━━ GIVEN RECORDS
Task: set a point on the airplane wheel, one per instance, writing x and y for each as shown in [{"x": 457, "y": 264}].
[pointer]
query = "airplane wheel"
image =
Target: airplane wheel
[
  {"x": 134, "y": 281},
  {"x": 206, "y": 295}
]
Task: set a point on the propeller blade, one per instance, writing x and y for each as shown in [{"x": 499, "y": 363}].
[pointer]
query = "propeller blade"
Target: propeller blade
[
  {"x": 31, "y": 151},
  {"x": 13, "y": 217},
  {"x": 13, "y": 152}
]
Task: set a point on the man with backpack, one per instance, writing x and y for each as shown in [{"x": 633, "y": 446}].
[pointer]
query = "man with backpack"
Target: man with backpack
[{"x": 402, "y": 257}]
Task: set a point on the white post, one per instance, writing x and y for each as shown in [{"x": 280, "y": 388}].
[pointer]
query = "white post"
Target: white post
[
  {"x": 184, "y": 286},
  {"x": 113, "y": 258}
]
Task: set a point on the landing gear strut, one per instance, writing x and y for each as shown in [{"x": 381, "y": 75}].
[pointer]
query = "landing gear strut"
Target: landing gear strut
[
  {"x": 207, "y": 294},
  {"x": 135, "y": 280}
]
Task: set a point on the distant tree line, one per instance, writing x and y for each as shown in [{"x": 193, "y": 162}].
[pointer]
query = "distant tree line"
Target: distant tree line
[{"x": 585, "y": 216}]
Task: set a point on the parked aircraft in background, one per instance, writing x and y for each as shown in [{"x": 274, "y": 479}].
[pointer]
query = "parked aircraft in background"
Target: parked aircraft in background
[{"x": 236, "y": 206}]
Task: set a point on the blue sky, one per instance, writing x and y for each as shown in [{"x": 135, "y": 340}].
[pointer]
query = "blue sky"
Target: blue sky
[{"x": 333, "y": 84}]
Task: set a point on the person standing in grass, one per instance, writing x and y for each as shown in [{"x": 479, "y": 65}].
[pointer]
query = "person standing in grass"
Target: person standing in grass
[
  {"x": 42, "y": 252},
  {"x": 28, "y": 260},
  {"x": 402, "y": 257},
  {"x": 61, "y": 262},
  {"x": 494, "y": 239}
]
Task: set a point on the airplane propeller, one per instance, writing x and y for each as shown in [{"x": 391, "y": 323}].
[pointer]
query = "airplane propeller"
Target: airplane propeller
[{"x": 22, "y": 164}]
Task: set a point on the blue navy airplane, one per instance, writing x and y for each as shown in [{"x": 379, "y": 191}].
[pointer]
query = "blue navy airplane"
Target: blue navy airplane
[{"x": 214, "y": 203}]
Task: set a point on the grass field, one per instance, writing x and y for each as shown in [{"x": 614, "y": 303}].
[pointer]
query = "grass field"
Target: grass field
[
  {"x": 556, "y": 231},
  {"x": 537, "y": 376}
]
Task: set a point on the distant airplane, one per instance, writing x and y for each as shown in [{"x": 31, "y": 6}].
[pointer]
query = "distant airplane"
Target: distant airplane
━━━━
**GIVEN PROBLEM:**
Output the entries exactly.

**CORRECT OUTPUT:**
Task: set a point on the airplane wheel, one per instance, writing x and y for each as shown in [{"x": 457, "y": 264}].
[pointer]
query = "airplane wheel"
image =
Target: airplane wheel
[
  {"x": 134, "y": 281},
  {"x": 206, "y": 295}
]
Task: set a point on the propeller blade, one per instance, writing x and y for each as shown in [{"x": 499, "y": 363}].
[pointer]
query = "propeller blade"
Target: propeller blade
[
  {"x": 31, "y": 151},
  {"x": 13, "y": 217},
  {"x": 13, "y": 152}
]
Task: set a point on the man with backpack, one per instance, writing x and y for each as shown in [{"x": 633, "y": 446}].
[pointer]
query = "man with backpack"
Target: man with backpack
[{"x": 402, "y": 257}]
Task: set a point on the white post, one per instance, writing x and y for each as shown in [{"x": 280, "y": 388}].
[pointer]
query = "white post"
Target: white post
[
  {"x": 184, "y": 286},
  {"x": 113, "y": 258}
]
Task: set a point on the landing gear strut, one per instance, writing x and y for each as shown in [{"x": 381, "y": 75}].
[pointer]
query = "landing gear strut"
Target: landing gear strut
[
  {"x": 207, "y": 294},
  {"x": 135, "y": 280}
]
Task: set a point on the distant tree line, one per instance, writing x and y for each as shown in [{"x": 193, "y": 162}].
[pointer]
query = "distant tree line"
Target: distant tree line
[{"x": 585, "y": 216}]
Task: set a point on the parked aircraft in background, one per instance, writing x and y for each as shown in [{"x": 274, "y": 479}].
[pointer]
query = "parked aircraft in background"
Target: parked aircraft in background
[{"x": 236, "y": 206}]
Task: set a point on the blue sky, one per instance, writing x and y for each as shown in [{"x": 135, "y": 340}].
[pointer]
query = "blue sky"
Target: blue sky
[{"x": 333, "y": 84}]
Task: set a point on the person standing in grass, one per instance, writing x and y for each as shown in [{"x": 479, "y": 65}].
[pointer]
query = "person standing in grass"
Target: person standing in grass
[
  {"x": 42, "y": 252},
  {"x": 28, "y": 260},
  {"x": 402, "y": 257},
  {"x": 61, "y": 262},
  {"x": 494, "y": 239}
]
Task: set a point on the airplane propeller, one per instance, writing x and y for each as shown in [{"x": 391, "y": 323}].
[pointer]
query = "airplane propeller"
Target: airplane propeller
[{"x": 22, "y": 164}]
Task: set a point on the blue navy airplane, one per instance, writing x and y for each as shown in [{"x": 379, "y": 191}].
[pointer]
query = "blue navy airplane"
Target: blue navy airplane
[{"x": 214, "y": 203}]
Task: set a point on the grass field, one per instance, writing x and y for each as shown in [{"x": 614, "y": 303}].
[pointer]
query = "grass field"
Target: grass field
[
  {"x": 556, "y": 231},
  {"x": 537, "y": 376}
]
Task: set a point on the distant airplane, one per instance, writing x and y for each as shown in [{"x": 31, "y": 6}].
[pointer]
query = "distant airplane"
Target: distant airplane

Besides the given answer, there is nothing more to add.